[Excerpts of pointing data]
——————
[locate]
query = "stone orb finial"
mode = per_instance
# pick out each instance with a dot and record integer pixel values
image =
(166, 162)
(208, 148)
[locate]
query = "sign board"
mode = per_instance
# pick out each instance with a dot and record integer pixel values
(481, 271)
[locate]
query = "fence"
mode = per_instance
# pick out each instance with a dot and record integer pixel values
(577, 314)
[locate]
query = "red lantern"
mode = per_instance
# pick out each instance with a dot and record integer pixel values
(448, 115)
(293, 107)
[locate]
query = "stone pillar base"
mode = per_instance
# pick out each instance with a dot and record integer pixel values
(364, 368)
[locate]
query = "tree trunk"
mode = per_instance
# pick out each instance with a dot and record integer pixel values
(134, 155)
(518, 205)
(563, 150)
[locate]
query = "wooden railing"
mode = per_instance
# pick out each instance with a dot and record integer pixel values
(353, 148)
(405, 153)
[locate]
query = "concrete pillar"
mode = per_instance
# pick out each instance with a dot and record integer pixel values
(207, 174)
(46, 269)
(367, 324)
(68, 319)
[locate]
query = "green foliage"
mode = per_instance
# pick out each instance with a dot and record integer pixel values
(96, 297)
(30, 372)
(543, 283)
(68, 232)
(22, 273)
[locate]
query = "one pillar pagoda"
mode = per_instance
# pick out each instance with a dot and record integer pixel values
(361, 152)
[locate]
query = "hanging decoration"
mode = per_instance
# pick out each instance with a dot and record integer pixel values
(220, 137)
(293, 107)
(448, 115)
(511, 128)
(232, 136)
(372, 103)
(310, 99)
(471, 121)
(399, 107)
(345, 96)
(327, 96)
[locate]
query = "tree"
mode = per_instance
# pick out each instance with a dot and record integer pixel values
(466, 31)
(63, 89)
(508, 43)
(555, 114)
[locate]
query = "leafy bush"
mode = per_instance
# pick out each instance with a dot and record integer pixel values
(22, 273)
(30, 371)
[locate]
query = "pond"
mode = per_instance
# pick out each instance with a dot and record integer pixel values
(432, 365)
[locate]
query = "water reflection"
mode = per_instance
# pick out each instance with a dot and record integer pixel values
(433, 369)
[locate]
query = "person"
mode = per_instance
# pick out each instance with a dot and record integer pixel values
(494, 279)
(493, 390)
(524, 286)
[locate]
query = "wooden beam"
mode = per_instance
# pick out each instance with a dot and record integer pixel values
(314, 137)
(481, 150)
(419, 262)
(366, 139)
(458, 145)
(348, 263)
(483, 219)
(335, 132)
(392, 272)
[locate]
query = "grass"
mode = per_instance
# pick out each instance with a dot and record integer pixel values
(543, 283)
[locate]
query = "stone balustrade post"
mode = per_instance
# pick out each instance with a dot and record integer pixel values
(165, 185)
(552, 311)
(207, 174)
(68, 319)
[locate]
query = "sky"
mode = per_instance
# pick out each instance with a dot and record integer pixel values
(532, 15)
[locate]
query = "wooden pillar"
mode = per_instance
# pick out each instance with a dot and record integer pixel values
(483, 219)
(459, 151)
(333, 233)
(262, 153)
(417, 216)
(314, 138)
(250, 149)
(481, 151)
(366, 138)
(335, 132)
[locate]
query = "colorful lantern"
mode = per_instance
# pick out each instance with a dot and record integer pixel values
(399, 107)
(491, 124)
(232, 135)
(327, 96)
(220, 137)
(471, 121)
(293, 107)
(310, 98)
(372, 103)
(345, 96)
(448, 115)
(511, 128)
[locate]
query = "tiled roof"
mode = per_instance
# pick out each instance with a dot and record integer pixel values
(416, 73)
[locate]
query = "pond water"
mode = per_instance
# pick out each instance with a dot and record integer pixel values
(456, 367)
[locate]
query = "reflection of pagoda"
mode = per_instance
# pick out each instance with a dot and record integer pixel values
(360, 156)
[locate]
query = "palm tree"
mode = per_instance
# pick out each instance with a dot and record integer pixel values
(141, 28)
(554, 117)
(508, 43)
——————
Given exercise:
Quote each line of the listing above exactly.

Answer below:
[locate]
query = "stone orb finial"
mode = per_instance
# pick out each instance with a dot and record integer pixel values
image =
(166, 162)
(208, 148)
[locate]
query = "sign board"
mode = per_instance
# pick out each instance with a dot and record integer pixel values
(481, 271)
[locate]
query = "fence"
mode = per_instance
# pick out each instance with a dot and record integer pixel values
(577, 314)
[locate]
query = "red lantern"
mode = per_instance
# pick out each instance with a dot and record integer pixel values
(448, 115)
(293, 107)
[locate]
query = "stone pillar base"
mode = per_instance
# pick out each instance with a dot and record integer pixel values
(364, 368)
[locate]
query = "tree trunk"
mode = per_instance
# pick out each instance with a dot and record integer pixel values
(134, 155)
(518, 205)
(563, 150)
[locate]
query = "wooden railing"
mode = per_instance
# pick out each instance with a dot and record integer pixel values
(353, 148)
(405, 153)
[locate]
query = "concrete pillar"
mode = per_instance
# pick out each instance with a dot and record integer pixel values
(207, 174)
(46, 269)
(367, 324)
(68, 319)
[locate]
query = "green foliage"
mode = per_instance
# pick out each instance with a dot and record integer pixel values
(96, 297)
(30, 372)
(543, 283)
(68, 232)
(22, 273)
[locate]
query = "one pillar pagoda"
mode = per_instance
# pick out each instance with a dot and record integer pixel values
(361, 152)
[locate]
query = "hanging decoration"
mode = per_instance
# pick out each instance with a dot and record integer pixel values
(220, 137)
(293, 107)
(448, 115)
(511, 128)
(232, 136)
(372, 103)
(310, 99)
(471, 121)
(399, 107)
(345, 96)
(327, 96)
[locate]
query = "tree"
mode = per_instance
# pick out each instance with a dot and record integer pixel values
(466, 31)
(63, 89)
(508, 43)
(555, 114)
[locate]
query = "leafy bush"
mode = per_instance
# pick out each instance with a dot and record integer pixel values
(22, 273)
(30, 371)
[locate]
query = "pond"
mode = per_instance
# pick out each instance with a dot and record integer pixel values
(432, 365)
[locate]
query = "water reflection"
mode = per_instance
# pick out each instance with a dot and record integer pixel values
(433, 369)
[locate]
query = "person"
mode = per_instance
# pick out each instance with a dot and record integer pixel values
(494, 279)
(493, 390)
(524, 286)
[locate]
query = "wooden beam"
mode = per_instance
# pick out each instance with a dot and record integer pixel values
(314, 137)
(481, 150)
(419, 262)
(366, 139)
(458, 145)
(348, 263)
(483, 219)
(335, 132)
(392, 272)
[locate]
query = "grass"
mode = per_instance
# pick out each instance with a dot and record integer pixel values
(543, 283)
[locate]
query = "stone balustrade post"
mode = per_instance
# pick out each instance with a dot and record integer pixel values
(165, 185)
(552, 311)
(207, 174)
(68, 319)
[locate]
query = "sky"
mode = per_instance
# pick out each instance with a dot and record integer pixel values
(532, 15)
[locate]
query = "wooden pillar"
mode = per_instance
# pick out each instance with a dot and record integer pixel values
(483, 219)
(459, 151)
(333, 233)
(262, 153)
(417, 216)
(314, 138)
(250, 149)
(481, 151)
(366, 138)
(335, 132)
[locate]
query = "colorful lantern"
mode = per_instance
# pick out each instance with a dot and record integer pixel values
(399, 107)
(491, 124)
(232, 135)
(327, 96)
(220, 137)
(471, 121)
(293, 107)
(310, 98)
(372, 103)
(345, 96)
(448, 115)
(511, 128)
[locate]
query = "tiled roof"
mode = per_instance
# pick out each instance with a dot and record integer pixel values
(416, 73)
[locate]
query = "pond water"
mode = per_instance
# pick out each instance with a dot and record integer pixel values
(456, 367)
[locate]
query = "reflection of pagoda"
mode = per_instance
# pick out each instance with a dot and record integer pixel values
(360, 156)
[locate]
query = "palm tree"
mode = per_instance
# pick out each instance with a dot and record integer pixel values
(141, 28)
(554, 117)
(508, 43)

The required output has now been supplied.